Instructions for the task: Please write out, character for character, the lines below from the one containing "Tag the signboard" through the one containing "[(83, 223), (60, 169), (670, 132)]", including both of those lines.

# start of Dataset records

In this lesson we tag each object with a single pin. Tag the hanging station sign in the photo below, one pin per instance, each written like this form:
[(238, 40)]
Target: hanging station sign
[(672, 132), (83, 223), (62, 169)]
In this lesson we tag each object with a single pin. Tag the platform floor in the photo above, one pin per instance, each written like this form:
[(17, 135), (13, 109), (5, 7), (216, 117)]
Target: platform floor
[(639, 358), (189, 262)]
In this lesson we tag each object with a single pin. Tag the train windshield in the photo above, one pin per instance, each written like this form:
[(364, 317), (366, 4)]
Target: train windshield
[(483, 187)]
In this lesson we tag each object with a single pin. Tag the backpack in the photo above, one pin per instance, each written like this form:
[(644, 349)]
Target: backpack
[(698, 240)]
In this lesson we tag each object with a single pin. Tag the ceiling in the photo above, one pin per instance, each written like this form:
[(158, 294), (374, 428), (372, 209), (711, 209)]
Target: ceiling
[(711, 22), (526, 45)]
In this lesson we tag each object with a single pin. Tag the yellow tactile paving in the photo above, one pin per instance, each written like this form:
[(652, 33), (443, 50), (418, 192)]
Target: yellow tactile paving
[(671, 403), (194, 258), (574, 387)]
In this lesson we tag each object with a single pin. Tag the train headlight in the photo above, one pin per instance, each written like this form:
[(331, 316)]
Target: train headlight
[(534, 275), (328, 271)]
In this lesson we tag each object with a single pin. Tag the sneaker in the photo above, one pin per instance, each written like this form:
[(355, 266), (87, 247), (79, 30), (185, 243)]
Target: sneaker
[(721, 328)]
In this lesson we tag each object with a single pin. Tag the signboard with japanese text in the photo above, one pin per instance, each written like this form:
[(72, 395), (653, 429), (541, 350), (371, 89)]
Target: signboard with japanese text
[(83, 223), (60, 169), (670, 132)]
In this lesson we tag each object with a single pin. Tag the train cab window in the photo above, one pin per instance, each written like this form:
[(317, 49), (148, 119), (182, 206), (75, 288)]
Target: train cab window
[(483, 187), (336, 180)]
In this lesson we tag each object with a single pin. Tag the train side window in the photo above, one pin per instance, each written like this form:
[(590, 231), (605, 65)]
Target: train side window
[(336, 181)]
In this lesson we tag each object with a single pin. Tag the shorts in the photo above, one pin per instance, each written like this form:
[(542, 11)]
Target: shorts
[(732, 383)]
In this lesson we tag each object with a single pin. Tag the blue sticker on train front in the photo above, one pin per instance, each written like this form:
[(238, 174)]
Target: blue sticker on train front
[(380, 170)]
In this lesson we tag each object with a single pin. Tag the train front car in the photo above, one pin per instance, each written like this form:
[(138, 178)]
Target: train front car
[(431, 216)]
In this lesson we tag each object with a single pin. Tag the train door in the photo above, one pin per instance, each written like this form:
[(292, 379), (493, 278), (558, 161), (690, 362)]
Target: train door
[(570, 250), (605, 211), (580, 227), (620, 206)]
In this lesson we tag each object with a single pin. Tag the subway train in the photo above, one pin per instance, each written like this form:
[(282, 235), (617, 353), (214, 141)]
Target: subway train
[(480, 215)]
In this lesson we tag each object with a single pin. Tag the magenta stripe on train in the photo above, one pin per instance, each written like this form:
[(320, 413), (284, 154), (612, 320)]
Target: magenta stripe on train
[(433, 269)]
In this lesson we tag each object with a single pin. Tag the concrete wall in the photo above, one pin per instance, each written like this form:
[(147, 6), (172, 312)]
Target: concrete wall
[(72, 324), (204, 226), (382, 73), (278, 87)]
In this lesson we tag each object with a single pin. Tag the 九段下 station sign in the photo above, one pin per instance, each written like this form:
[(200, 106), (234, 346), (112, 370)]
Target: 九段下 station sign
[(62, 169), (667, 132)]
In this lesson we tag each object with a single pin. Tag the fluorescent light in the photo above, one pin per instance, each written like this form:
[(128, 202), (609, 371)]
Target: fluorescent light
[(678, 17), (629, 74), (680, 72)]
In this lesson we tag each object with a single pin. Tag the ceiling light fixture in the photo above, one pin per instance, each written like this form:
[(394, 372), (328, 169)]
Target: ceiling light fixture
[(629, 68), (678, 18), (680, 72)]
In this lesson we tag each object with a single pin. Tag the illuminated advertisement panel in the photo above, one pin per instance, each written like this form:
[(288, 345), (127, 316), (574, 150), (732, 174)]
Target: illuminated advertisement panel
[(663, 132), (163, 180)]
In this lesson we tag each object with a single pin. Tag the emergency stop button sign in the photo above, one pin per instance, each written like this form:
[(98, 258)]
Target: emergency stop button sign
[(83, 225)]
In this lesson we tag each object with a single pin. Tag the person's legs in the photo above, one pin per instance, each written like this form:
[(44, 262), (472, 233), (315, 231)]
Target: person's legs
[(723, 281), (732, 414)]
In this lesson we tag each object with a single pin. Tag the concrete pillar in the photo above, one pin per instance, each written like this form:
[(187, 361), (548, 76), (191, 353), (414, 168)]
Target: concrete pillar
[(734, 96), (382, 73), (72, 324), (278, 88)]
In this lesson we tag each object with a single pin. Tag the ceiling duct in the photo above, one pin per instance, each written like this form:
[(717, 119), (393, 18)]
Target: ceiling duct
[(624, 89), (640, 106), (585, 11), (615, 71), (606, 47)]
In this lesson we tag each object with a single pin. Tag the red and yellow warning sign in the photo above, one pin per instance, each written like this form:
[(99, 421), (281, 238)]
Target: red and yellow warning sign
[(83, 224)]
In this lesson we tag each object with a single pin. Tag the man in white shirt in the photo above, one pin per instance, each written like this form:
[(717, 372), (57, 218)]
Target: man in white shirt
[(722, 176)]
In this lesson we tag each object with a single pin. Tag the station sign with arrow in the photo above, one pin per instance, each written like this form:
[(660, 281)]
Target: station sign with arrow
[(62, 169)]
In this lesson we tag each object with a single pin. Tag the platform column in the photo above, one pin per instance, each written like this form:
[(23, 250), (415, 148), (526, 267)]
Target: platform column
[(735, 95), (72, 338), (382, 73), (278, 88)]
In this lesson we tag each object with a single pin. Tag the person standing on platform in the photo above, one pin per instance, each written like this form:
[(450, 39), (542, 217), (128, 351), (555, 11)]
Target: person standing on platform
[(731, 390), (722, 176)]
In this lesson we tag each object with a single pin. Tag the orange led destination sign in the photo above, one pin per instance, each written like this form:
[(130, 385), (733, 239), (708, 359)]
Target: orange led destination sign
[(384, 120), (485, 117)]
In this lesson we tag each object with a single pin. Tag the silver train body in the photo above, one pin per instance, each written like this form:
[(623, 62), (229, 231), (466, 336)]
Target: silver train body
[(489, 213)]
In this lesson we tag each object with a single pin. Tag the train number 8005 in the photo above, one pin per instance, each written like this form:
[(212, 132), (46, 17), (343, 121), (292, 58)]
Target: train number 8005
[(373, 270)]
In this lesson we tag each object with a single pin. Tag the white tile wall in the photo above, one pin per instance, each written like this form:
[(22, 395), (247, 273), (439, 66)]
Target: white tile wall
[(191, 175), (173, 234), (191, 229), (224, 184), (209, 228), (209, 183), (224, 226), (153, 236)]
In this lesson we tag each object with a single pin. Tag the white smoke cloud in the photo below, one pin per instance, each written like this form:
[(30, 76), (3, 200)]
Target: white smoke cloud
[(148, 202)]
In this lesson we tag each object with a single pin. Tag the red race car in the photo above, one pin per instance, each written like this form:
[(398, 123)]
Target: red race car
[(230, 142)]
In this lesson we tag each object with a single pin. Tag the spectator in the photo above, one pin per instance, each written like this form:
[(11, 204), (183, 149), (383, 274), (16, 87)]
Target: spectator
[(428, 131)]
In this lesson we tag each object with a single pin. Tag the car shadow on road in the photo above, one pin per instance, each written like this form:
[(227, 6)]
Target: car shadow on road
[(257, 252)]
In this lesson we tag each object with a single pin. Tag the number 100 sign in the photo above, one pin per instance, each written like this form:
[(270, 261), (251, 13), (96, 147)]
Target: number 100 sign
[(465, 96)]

# end of Dataset records

Result of the exercise:
In this lesson we tag each object with a single pin. Tag the signboard with japanese text in the photo above, one pin per instance, each written like this form:
[(72, 395), (653, 429), (541, 350), (371, 89)]
Target: signboard with japanese text
[(83, 223), (60, 169), (670, 132)]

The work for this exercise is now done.